§ INSTRUCTIONS TO FOLLOW
From the passage on alt lit below, set down word for word the stretch that begins at "I tried to write" and stops after "threatened legal action.".

§ TEXT
======

This is especially true for the alt lit (or alternative literature) bubble—that hipster millennial sect, tied to Brooklyn but largely manifest online, which prides itself on a deadpan hyper-transparency, a blurring of fiction and bracing fact meant to signal a self-awareness that’s typically in frightfully short supply. Marie Calloway’s “Adrien Brody,” a 2011 essay about an awkward sexual encounter with Rob Horning, the executive editor of the New Inquiry, is a canonical example.

Less well known is “Can I Come Over, in Case I’m Gonna Die or Something,” a 2013 Thought Catalog piece by Stephen Tully Dierks, who edits the alt lit magazine Pop Serial. In it, Dierks briefly describes a college girlfriend who “said she used to sit in a closet and cry thinking about Kurt Cobain killing himself”—or his efforts to turn her into art, anyway:

I tried to write honestly how I felt about her one time and I showed it to a friend who was in grad school, a poet, and he said I was being kind of creepy, that it was creepy how I wrote about her. I didn’t think it was creepy. I guess what I want to do is, I want to write about a relationship as it’s happening and never publish any of it.

That same year, Safy-Hallan Farah wrote a Fanzine essay that called out Dierks and others for exemplifying, according to the editor's note, “the quiet ways institutionalized racism, sexism, and homophobia operate in the alt lit community.” The article was later redacted to shift its focus away from the individuals named and back to the broader problem—and because someone threatened legal action.

======

§ DATA SECTION
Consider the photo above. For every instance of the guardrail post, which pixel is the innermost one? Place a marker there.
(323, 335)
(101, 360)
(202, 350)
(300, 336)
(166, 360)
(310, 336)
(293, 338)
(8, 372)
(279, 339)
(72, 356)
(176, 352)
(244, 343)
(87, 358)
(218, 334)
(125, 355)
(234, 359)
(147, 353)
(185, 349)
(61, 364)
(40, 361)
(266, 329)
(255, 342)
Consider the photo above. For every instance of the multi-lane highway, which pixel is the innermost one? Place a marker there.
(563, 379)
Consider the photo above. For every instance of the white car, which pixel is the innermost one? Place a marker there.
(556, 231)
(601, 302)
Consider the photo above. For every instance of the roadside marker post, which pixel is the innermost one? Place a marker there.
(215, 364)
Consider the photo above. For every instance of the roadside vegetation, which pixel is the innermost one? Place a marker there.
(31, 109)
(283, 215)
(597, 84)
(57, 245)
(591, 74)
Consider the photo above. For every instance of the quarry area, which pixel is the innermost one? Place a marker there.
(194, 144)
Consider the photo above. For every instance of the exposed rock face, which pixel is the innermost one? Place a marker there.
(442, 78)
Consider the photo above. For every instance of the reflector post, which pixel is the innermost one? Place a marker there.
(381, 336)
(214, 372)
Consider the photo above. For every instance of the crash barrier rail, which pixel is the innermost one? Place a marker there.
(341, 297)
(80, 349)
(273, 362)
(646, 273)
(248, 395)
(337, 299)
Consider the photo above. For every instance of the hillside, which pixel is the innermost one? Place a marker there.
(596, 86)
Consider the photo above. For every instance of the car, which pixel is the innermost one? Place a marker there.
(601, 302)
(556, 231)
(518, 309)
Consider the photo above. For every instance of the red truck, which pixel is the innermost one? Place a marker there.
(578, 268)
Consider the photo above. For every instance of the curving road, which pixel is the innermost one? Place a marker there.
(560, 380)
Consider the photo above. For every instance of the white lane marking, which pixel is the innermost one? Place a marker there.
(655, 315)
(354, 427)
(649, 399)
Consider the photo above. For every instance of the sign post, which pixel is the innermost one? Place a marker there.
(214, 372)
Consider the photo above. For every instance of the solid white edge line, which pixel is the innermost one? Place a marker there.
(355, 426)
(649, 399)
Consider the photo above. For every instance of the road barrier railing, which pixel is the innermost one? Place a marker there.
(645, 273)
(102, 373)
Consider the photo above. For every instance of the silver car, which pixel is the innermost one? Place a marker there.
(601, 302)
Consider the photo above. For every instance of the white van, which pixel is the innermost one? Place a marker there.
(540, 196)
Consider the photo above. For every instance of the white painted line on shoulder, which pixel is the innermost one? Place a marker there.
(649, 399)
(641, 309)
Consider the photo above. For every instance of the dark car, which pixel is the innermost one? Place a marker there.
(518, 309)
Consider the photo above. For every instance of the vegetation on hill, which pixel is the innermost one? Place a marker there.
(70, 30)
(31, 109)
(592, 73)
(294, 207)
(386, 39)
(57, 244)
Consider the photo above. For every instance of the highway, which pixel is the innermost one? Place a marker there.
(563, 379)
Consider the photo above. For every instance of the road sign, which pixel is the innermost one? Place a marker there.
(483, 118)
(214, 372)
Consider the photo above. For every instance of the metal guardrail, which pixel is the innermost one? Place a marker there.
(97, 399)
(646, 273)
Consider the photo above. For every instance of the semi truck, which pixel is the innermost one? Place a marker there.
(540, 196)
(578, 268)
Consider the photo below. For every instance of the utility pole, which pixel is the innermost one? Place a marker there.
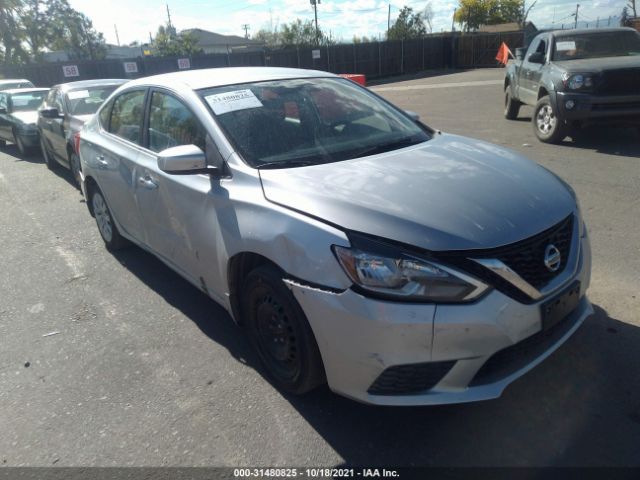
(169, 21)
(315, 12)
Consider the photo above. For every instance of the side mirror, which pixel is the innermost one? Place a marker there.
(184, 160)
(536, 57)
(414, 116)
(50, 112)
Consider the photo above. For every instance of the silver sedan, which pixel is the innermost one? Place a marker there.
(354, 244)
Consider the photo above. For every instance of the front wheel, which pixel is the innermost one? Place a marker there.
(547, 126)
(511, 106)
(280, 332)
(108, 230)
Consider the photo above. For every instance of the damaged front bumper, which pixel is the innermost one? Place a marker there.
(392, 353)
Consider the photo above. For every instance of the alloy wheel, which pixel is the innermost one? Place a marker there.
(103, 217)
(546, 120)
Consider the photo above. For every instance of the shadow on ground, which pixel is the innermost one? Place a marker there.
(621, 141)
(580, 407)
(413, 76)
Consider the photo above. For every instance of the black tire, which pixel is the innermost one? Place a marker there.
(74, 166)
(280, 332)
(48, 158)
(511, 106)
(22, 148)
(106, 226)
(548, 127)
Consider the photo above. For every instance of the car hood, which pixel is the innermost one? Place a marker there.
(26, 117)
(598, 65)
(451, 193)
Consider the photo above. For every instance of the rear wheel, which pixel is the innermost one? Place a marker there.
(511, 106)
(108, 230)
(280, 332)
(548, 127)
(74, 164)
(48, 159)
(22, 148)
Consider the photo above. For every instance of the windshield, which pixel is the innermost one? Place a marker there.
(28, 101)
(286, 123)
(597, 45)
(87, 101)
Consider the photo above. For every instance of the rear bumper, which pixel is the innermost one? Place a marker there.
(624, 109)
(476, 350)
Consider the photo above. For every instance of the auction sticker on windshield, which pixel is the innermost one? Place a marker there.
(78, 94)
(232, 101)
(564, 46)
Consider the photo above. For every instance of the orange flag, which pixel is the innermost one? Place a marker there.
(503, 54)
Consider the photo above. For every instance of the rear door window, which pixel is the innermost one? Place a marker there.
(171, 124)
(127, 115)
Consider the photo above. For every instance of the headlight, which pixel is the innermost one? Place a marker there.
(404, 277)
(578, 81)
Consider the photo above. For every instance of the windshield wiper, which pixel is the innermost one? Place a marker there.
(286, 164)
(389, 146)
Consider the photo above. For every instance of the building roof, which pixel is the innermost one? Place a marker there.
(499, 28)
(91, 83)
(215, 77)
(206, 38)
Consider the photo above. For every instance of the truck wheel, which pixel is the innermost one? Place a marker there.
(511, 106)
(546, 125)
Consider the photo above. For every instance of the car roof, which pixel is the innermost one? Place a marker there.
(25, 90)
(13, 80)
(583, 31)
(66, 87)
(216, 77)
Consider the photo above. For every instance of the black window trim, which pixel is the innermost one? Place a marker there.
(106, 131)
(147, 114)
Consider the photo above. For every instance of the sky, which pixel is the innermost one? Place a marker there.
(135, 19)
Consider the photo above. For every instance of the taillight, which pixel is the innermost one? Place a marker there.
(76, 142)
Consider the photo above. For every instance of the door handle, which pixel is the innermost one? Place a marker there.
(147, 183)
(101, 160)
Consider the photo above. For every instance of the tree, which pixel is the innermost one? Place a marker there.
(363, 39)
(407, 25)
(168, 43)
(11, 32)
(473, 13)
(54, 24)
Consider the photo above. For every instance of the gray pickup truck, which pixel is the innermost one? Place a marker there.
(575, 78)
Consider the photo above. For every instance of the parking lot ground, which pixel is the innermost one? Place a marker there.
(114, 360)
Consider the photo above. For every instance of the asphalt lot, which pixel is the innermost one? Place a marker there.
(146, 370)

======

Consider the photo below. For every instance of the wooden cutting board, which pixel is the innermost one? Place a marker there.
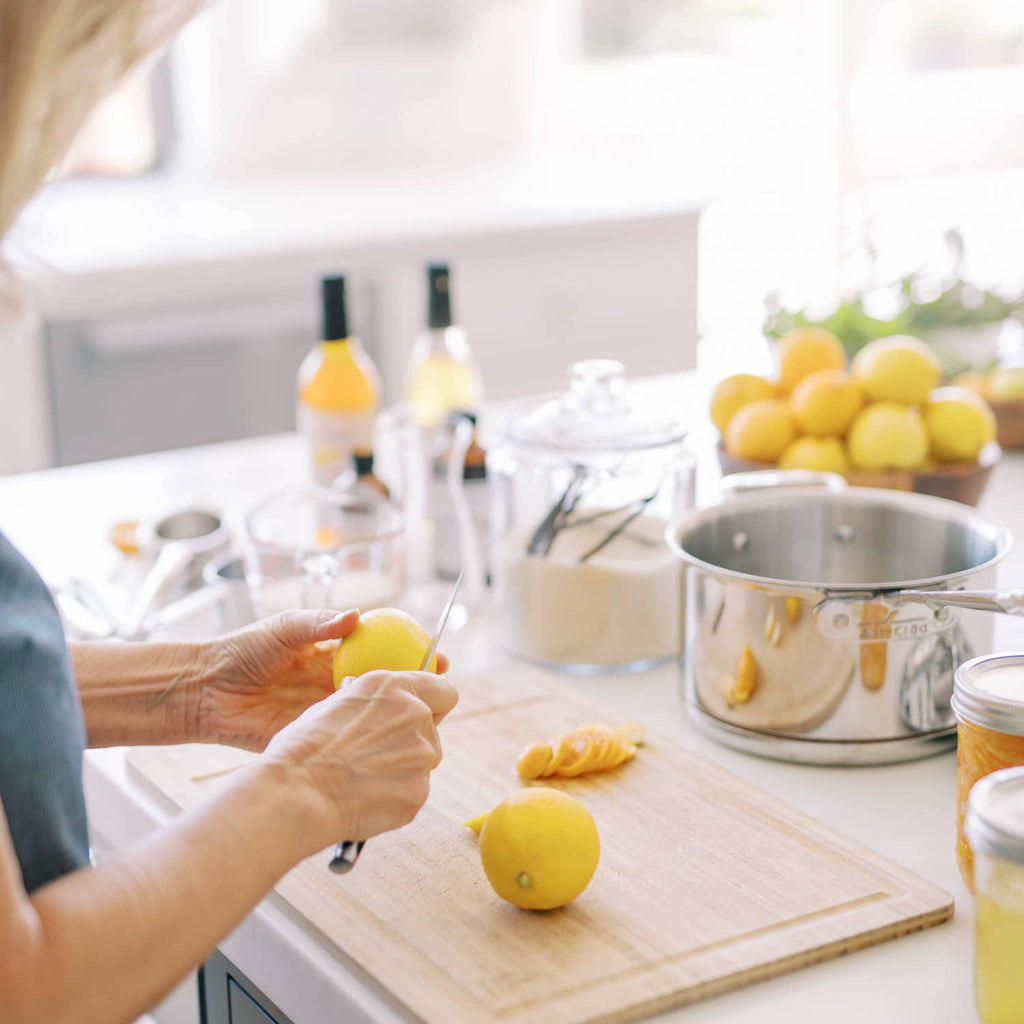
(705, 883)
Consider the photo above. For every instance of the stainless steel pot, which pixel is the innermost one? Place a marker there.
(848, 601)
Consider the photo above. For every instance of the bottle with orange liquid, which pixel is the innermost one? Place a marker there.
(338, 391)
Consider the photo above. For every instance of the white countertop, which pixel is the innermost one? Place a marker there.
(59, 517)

======

§ FINISHED TASK
I tried to write honestly how I felt about her one time and I showed it to a friend who was in grad school, a poet, and he said I was being kind of creepy, that it was creepy how I wrote about her. I didn’t think it was creepy. I guess what I want to do is, I want to write about a relationship as it’s happening and never publish any of it.

That same year, Safy-Hallan Farah wrote a Fanzine essay that called out Dierks and others for exemplifying, according to the editor's note, “the quiet ways institutionalized racism, sexism, and homophobia operate in the alt lit community.” The article was later redacted to shift its focus away from the individuals named and back to the broader problem—and because someone threatened legal action.